══ Extracted material

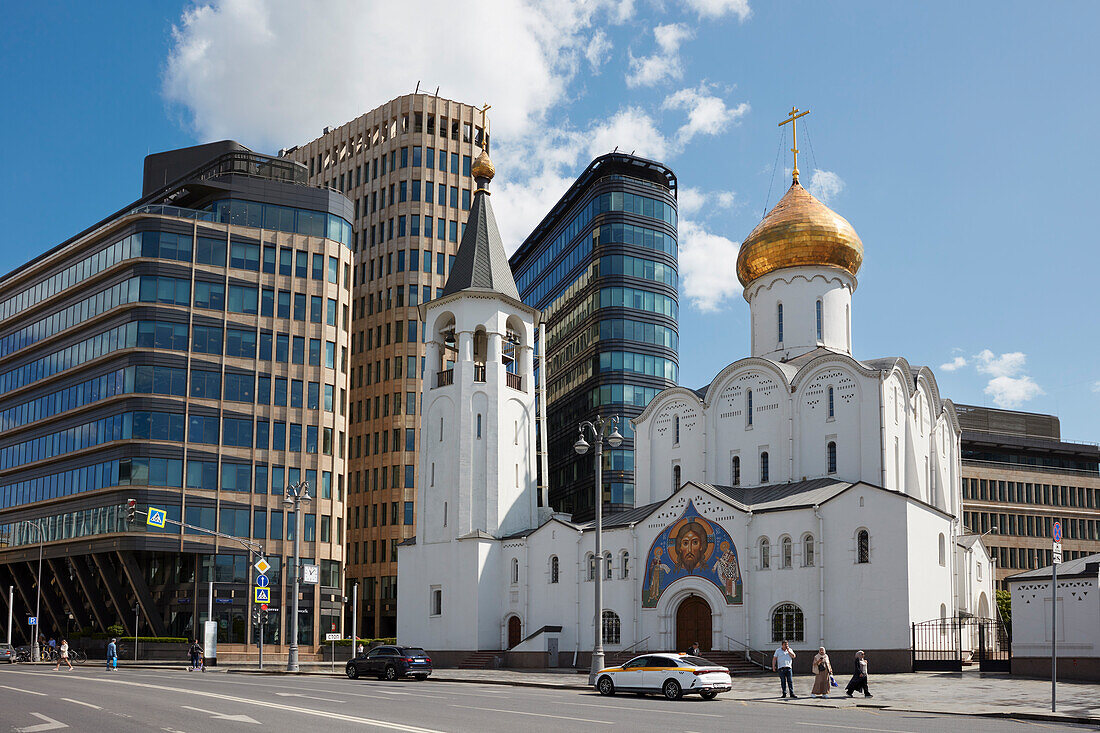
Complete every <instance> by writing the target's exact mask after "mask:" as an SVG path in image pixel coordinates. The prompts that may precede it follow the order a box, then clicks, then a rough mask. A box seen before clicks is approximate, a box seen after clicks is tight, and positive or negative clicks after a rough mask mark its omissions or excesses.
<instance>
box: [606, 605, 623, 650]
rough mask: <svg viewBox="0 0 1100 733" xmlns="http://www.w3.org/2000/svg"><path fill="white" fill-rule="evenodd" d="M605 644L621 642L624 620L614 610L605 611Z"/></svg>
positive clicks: (619, 643)
mask: <svg viewBox="0 0 1100 733" xmlns="http://www.w3.org/2000/svg"><path fill="white" fill-rule="evenodd" d="M603 626H604V644H620V643H621V642H620V639H621V638H623V622H620V621H619V617H618V614H617V613H615V612H614V611H606V610H605V611H604V623H603Z"/></svg>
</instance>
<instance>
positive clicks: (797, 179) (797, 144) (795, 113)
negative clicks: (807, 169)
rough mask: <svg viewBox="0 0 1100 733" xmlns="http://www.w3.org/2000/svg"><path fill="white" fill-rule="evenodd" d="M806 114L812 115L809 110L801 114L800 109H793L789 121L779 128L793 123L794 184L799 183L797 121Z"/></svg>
mask: <svg viewBox="0 0 1100 733" xmlns="http://www.w3.org/2000/svg"><path fill="white" fill-rule="evenodd" d="M806 114H810V110H809V109H807V110H806V111H804V112H800V111H799V108H798V107H792V108H791V112H790V114H788V116H787V119H785V120H783V121H782V122H780V123H779V127H783V125H784V124H787V123H788V122H790V123H791V152H792V153H794V172H793V173H792V177H793V178H794V183H799V130H798V125H799V123H798V122H795V120H796V119H799V118H800V117H805V116H806Z"/></svg>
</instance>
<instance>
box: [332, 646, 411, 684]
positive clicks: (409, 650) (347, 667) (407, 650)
mask: <svg viewBox="0 0 1100 733" xmlns="http://www.w3.org/2000/svg"><path fill="white" fill-rule="evenodd" d="M344 672H346V675H348V677H349V679H356V678H357V677H359V676H360V675H373V676H375V677H377V678H378V679H388V680H394V679H400V678H401V677H414V678H416V679H418V680H421V681H422V680H426V679H428V675H430V674H431V658H430V657H429V656H428V653H427V652H425V650H423V649H421V648H418V647H415V646H376V647H374V648H373V649H371V650H370V652H367V653H366V654H364V655H360V656H357V657H355V658H354V659H351V660H349V661H348V666H346V667H345V668H344Z"/></svg>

════

Please make your reply exactly the lines from the one containing "box: [332, 646, 411, 684]" through the end of the entries above, and nothing more.

#### Output below
box: [332, 646, 411, 684]
positive clicks: (409, 650) (347, 667) (407, 650)
mask: <svg viewBox="0 0 1100 733" xmlns="http://www.w3.org/2000/svg"><path fill="white" fill-rule="evenodd" d="M344 672H346V675H348V677H349V679H356V678H357V677H359V676H360V675H373V676H375V677H377V678H378V679H388V680H394V679H400V678H401V677H414V678H416V679H418V680H421V681H422V680H426V679H428V675H430V674H431V658H430V657H429V656H428V653H427V652H425V650H423V649H421V648H418V647H415V646H376V647H374V648H373V649H371V650H370V652H367V653H366V654H364V655H360V656H357V657H355V658H354V659H351V660H349V661H348V666H346V667H345V668H344Z"/></svg>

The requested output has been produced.